» Text to read:
━━━━━━━━━━━━━━━━━━━━━━━━━━━━━━
Exactly 60 years ago, Fidel Castro attempted to take power in Cuba for the first time. He expressed an ambitious revolutionary platform - but how does the Cuba of today measure up to his grand plan?
Cuba's revolution officially began on July 26, 1953, the day after the festival of Saint James. A year earlier, the US-backed dictator Fulgencio Bastista rose to power following a coup. Fidel Castro - at that time a little-known, young lawyer - had first unsuccessfully tried to displace the dictator by running against him in the 1952 elections. Voting was called off before Cubans had a chance to cast their ballot.
Castro garnered the support of some 130 people, and together they attempted to overtake the Moncada military barracks in Santiago de Cuba and seize weapons being stored there. He had hoped the 400 soldiers stationed there would be exhausted or absent after the previous night's festivities. But the plan failed, and many of the revolutionaries were executed, while the remainder were forced to stand trial.
Castro’s long and ambitious political agenda was well primed, even when he stormed the barracks in 1953. After taking over he wanted to distribute land more evenly, push for industrialization, reduce unemployment, improve the education sector and create a system that would allow all Cuban’s the opportunity to access healthcare - the framework of a democracy.
It was not until 1959 that the rebels finally achieved their revolution. Now, more than 50 years later, what's the situation with the reforms Castro dreamed of all those decades ago?
Between socialism, capitalism and market reform
"The Moncada program was more socialist than that of the old Communist Party," wrote Cuban historian Pedro Campos, an activist with a collective called Participatory and Democratic Socialism (Socialismo Participativo y Democrático).
Castro's original program "didn't promote state capitalism under party control, with some agricultural cooperation, like Stalinism," Campos said. Rather, Castro wanted to see workers directly participating in companies, self-governed agricultural cooperatives, and recovery of democratic citizen participation. All of which have still not been achieved, he added.
Carmelo Mesa-Lago, a former professor of economics and Latin American studies at the University of Pittsburgh in the United States, thinks this could be due in part to Cuba's political isolation. "Cuba gained and maintained only conditional sovereignty, because the country is not economically self-sufficient and has always depended upon an external actor - be it Spain, the United States, the Soviet Union, or now Venezuela," Mesa-Lago said.
━━━━━━━━━━━━━━━━━━━━━━━━━━━━━━
» Material supplied:
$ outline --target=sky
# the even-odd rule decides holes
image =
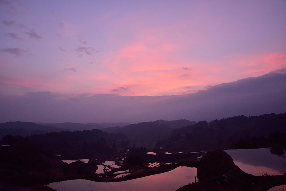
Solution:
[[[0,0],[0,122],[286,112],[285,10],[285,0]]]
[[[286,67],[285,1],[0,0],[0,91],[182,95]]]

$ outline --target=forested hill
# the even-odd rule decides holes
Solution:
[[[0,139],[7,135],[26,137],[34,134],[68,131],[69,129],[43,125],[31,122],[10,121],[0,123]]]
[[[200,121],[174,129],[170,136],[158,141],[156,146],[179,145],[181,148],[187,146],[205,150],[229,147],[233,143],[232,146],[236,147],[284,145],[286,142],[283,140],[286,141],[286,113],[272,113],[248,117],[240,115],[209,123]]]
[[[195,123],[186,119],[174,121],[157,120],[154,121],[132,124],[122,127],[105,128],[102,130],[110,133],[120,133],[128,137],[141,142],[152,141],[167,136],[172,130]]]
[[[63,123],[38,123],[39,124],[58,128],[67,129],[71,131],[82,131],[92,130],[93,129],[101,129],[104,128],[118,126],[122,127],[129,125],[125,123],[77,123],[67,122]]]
━━━━━━━━━━━━━━━━━━━━━━━━━━━━━━
» Given request 1:
Using the article on Cuba's revolution, answer each question briefly.
(a) How many soldiers were stationed at the Moncada barracks?
(b) In what year did the rebels finally achieve their revolution?
(c) At which university was Carmelo Mesa-Lago formerly a professor?
» Given request 2:
Continue the article on Cuba's revolution, starting after its last paragraph.

» Reply 1:
(a) 400
(b) 1959
(c) The University of Pittsburgh

» Reply 2:
By the end of the 1980s - just before the fall of the Iron Curtain - Cuba had attained its highest level of social and economic indicators in its history. But this all changed following the collapse of the Soviet Union in the early 1990s, when Cuba lost support from its communist allies. The country was plunged into a time of hardship, which became known on the island as the "special period."
Today, Fidel Castro's brother Raul Castro's economic reforms continue to challenge the country’s 11 million inhabitants. According to estimates, a million Cubans lack proper housing. The country's trade deficit and state debt have risen to record levels. Income disparity is increasing, and the numbers of poor and vulnerable has grown. Meanwhile, social welfare has been cut, with 70 percent less people receiving state benefits.
Agricultural production continues to stagnate due to centralized planning, with the state owning almost all land. Only 10 percent of the country’s farmers remain independent. Manufacturing continues to be subject to outflows of capital and a lack of industrialization. Raul Castro announced public sector layouts - which could lead to a third of Cuba's employable population losing their jobs, Mesa-Lago said.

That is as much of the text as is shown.